Exercise instructions: From the story about Mary, write out word for word the passage that begins with "Mary's father left" and ends after "to love me.".

Mary had graduated from high school, and she'd even managed to get her hair license. The family was ready to send her away with me looking after her. As I turned a corner and kicked up dust and gravel, they all clamored and jousted for position on the front porch to see me. I was welcomed as if I had just returned from war.

Despite the mother's breakdowns, and a father who couldn't keep up with all the bills, they had something the other family in Colorado didn't have. They were rich in love.

They brought me into the fold and fed me a huge supper. Mary's baby sister couldn't stop pinching my arm just to laugh at my pain. The family circled me, but my eyes were on Mary. The last time I saw her, she was a teenager. She turned into a young woman, her skin darkened by the summer, but her blonde hair bleached by the sun. She was my yellow rose of Texas.

Eventually the little kids wore themselves out until carried off to bed. The parents retired to their bedroom. I was to sleep on the couch with a fan blowing in my face, because there was no air conditioning. It must have been cooler outside beneath the stars.

Mary and I sat together and talked, but when the lights all went out we didn't care about words. We kissed and held each other as if we might fall off the face of the earth. I could see a glow of sweat on her forehead and on her thighs. She wore a summer dress that ran past her knees when she sat next to me. Before I could protest, we were on each other in a lather of sweat.

It seemed we were alone, and her room was on the other side of the double wide from her folks. Her body pressed against mine until we shook with pent up desire. Somehow, we both knew then we were near the point of no return. To be honest I wasn't afraid of what God would think. I could be forgiven. But I knew her father would have shot first and prayed later.

The next day, I had a long and serious discussion with Mary on the front porch. I told her she needed to wait. I told her that she wasn't ready for college. I would leave that day in my car and head back to the dorm without her. I can only imagine the pain I caused. I should have been tarred and feathered.

I was running from love, true love.

I slipped inside the dorm that evening and went to sleep, as if I needed to guard my freedom, a freedom from love. There would be other dates, other girls, but none of them were Mary. There was always something about Mary.

Then I got the letter I dreaded from her. I could see the tear stains on it. "What happened? I would have gone to school. I wouldn't have been a burden. I had my hair license. I could have worked and paid my way." At last, she said, "My heart is shattered. It's like you've broken my heart and into pieces and stepped on it."

The guys in the dorm smiled and joked about it. If only I had called her that night. If only I had told her I was wrong and admitted her love scared me. Instead, I buried the letter in a drawer and buried myself in my studies. I made my life about the ministry without Mary in it.

If only I had known that in a few short months, she would move out of her parents house and marry someone else. If hadn't smashed all of her hope to bits, things would have been different. A few months later when I called, her parent's told me the news. She'd run off and married someone else.

It turned out her father had gotten wind of an engagement. He went to the hair shop where Mary worked and yanked her outside in public, threatening her. He begged her to wait for me. He told her to give it some time.

Mary cried in the street, as her father dragged her to his truck. "He doesn't love me! Don't you get it. He's never coming back. It's over!!" She broke away from her father and fell back on the pavement.

Mary's father left when they threatened to call the police.

By the time I had reached out again to see how she was, she was already gone, married. Gone for good. The one girl who tried so hard to love me.

But this was not to be the be continued.

Years ago when Mary's father was going to the hospital and didn't have much time left to live, he swore to his daughter Mary, that I was in the ambulance with him. Mary tried to tell him I couldn't be there, but he could not be convinced otherwise. Every time I think of this it brings tears to my eyes that I couldn't be there.

Exercise data:
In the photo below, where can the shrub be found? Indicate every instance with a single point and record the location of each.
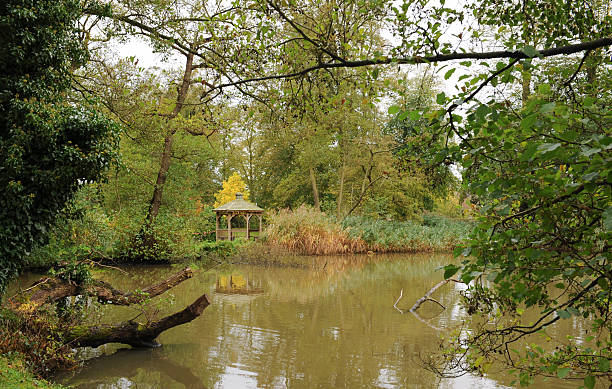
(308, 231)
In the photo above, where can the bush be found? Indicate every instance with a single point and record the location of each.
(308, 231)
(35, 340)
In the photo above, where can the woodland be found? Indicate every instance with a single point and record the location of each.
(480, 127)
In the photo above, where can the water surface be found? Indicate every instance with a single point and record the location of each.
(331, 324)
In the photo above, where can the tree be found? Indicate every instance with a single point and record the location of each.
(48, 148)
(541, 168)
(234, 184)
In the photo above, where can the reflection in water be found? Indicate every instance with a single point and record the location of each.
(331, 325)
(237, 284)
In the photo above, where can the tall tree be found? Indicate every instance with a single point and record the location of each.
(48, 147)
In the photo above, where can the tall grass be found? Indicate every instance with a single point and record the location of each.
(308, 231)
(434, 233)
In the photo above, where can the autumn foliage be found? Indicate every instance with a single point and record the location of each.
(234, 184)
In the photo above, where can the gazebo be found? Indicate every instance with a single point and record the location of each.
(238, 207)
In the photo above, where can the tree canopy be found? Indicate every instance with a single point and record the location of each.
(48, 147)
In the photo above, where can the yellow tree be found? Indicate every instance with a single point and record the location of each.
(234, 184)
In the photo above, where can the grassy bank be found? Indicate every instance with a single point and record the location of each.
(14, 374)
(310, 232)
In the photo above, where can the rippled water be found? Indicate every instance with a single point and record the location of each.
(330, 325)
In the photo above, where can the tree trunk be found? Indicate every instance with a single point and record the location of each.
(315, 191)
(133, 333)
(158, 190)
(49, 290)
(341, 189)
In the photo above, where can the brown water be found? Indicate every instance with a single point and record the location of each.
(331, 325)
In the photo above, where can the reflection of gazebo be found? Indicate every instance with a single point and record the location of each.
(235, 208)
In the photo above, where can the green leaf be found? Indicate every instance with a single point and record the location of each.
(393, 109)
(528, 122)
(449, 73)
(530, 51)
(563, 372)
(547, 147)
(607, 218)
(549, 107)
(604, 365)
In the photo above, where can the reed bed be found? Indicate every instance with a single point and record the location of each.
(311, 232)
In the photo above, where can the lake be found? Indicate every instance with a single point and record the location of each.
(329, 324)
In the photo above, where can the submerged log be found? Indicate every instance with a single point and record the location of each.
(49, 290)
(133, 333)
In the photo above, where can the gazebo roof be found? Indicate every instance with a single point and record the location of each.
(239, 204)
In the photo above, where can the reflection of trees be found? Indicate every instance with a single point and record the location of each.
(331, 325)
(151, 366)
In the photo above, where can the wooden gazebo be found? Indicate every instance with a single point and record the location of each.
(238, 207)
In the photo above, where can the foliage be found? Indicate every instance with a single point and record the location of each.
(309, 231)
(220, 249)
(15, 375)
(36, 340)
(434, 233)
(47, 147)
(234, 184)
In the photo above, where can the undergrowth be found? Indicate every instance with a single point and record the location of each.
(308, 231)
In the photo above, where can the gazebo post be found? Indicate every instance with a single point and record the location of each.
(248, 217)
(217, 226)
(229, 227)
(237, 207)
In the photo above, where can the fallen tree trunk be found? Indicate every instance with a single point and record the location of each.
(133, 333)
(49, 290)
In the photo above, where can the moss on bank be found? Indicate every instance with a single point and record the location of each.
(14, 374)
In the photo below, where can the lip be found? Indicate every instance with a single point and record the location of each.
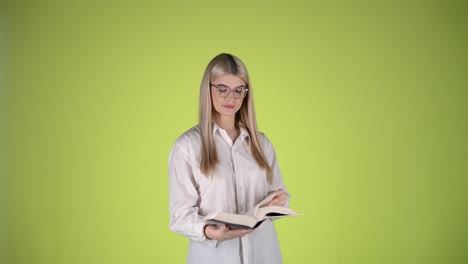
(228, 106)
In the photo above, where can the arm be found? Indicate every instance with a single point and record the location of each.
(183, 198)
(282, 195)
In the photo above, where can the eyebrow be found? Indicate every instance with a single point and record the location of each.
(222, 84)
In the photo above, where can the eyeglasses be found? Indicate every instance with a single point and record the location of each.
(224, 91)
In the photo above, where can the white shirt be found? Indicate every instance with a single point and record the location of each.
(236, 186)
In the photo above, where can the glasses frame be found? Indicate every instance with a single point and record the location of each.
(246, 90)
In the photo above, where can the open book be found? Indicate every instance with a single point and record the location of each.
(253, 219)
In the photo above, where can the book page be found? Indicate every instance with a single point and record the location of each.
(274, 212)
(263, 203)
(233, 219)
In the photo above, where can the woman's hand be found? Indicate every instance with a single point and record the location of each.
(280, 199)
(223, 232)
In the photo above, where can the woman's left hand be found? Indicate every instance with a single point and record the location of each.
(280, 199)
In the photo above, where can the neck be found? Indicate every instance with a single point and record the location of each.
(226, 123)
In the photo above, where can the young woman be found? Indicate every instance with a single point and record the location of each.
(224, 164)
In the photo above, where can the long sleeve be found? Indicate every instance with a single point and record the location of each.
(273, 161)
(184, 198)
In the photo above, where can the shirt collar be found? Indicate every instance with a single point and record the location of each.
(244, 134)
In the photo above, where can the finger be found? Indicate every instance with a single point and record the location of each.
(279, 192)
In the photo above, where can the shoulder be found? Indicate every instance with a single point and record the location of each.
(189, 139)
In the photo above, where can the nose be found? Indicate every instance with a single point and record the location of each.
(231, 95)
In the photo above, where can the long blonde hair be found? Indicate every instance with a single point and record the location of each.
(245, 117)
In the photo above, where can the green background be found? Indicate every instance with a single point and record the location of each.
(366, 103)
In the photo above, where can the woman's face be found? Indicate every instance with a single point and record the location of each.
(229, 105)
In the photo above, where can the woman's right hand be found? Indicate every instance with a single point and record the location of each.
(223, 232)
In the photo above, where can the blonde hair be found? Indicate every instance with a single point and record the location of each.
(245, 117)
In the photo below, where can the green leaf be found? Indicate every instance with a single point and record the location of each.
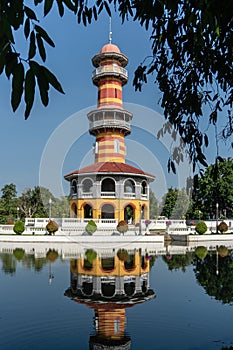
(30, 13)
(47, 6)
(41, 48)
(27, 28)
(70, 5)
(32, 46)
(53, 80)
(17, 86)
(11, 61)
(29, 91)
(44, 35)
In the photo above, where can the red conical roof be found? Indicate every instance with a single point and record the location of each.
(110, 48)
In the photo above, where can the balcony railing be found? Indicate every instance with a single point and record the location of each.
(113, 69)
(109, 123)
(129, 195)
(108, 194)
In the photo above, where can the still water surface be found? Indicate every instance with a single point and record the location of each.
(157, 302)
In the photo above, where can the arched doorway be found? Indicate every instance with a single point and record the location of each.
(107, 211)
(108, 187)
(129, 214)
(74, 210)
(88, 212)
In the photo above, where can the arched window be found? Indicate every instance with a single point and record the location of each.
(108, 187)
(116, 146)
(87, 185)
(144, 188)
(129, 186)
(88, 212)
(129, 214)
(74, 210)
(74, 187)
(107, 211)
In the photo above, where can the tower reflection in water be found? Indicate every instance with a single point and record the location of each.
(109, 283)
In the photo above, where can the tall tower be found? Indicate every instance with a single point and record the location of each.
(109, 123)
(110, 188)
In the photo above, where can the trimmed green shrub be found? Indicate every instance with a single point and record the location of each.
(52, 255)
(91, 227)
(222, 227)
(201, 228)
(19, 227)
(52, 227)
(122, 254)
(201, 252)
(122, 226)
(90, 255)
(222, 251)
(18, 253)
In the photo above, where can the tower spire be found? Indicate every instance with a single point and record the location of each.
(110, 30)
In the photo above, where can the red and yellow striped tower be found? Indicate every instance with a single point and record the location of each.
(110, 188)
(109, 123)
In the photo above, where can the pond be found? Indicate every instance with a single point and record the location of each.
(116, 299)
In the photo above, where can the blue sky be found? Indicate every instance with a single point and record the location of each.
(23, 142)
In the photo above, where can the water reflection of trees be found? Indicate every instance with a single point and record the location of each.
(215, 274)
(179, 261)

Answer space:
Mary's father left when they threatened to call the police.

By the time I had reached out again to see how she was, she was already gone, married. Gone for good. The one girl who tried so hard to love me.